'''
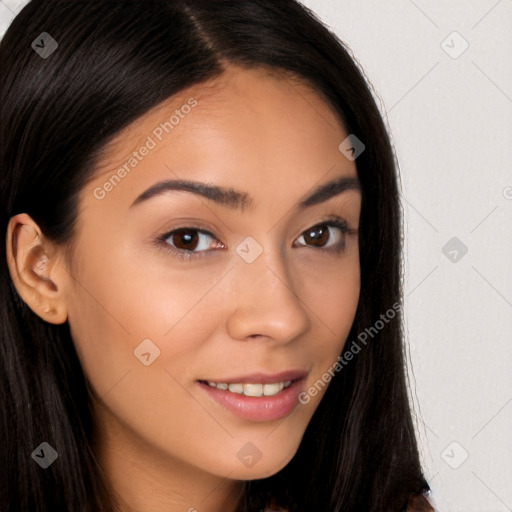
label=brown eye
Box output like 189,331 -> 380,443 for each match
299,219 -> 349,252
304,224 -> 329,246
167,228 -> 199,251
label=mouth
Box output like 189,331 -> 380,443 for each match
199,379 -> 299,397
197,370 -> 307,422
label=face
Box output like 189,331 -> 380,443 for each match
60,67 -> 361,480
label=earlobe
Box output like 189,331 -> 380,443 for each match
6,213 -> 68,324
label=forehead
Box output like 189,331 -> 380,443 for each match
93,66 -> 347,174
85,67 -> 357,220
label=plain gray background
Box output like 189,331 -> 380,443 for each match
0,0 -> 512,512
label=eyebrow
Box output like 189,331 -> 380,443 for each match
130,176 -> 361,210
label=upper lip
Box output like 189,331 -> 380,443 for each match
201,370 -> 308,384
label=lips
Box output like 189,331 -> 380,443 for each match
199,369 -> 308,384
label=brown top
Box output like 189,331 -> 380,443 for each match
264,494 -> 435,512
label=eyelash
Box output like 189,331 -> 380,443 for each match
155,216 -> 358,261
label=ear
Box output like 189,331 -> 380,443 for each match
6,213 -> 69,324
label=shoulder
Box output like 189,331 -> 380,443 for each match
405,494 -> 435,512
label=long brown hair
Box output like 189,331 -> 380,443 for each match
0,0 -> 428,512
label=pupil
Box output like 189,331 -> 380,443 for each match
173,229 -> 198,250
305,227 -> 328,245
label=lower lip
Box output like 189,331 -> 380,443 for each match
198,379 -> 304,421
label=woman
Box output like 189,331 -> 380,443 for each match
0,0 -> 433,512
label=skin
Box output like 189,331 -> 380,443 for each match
8,66 -> 361,512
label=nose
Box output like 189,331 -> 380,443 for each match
227,244 -> 310,343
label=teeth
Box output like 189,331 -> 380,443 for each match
208,380 -> 292,397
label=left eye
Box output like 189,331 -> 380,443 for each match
159,220 -> 349,259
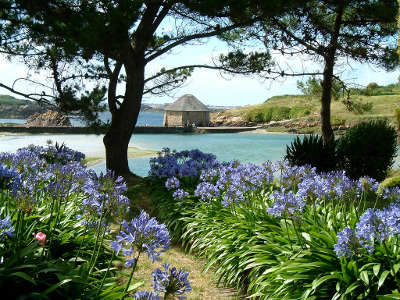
'''
## [TASK STATEMENT]
Can you offset every bounding-box coordinate in the records above by adding 121, then write out all the lines from the one containing "label=mouth" down to the one containing "6,213 -> 68,324", both included and nothing else?

## [SOLUTION TO THE PROBLEM]
label=mouth
Box output like 189,331 -> 380,443 for each match
320,500 -> 420,518
318,491 -> 428,543
label=face
Box output like 189,331 -> 380,443 for each match
181,188 -> 482,601
label=earlobe
Box output like 189,331 -> 380,443 for each match
127,334 -> 189,445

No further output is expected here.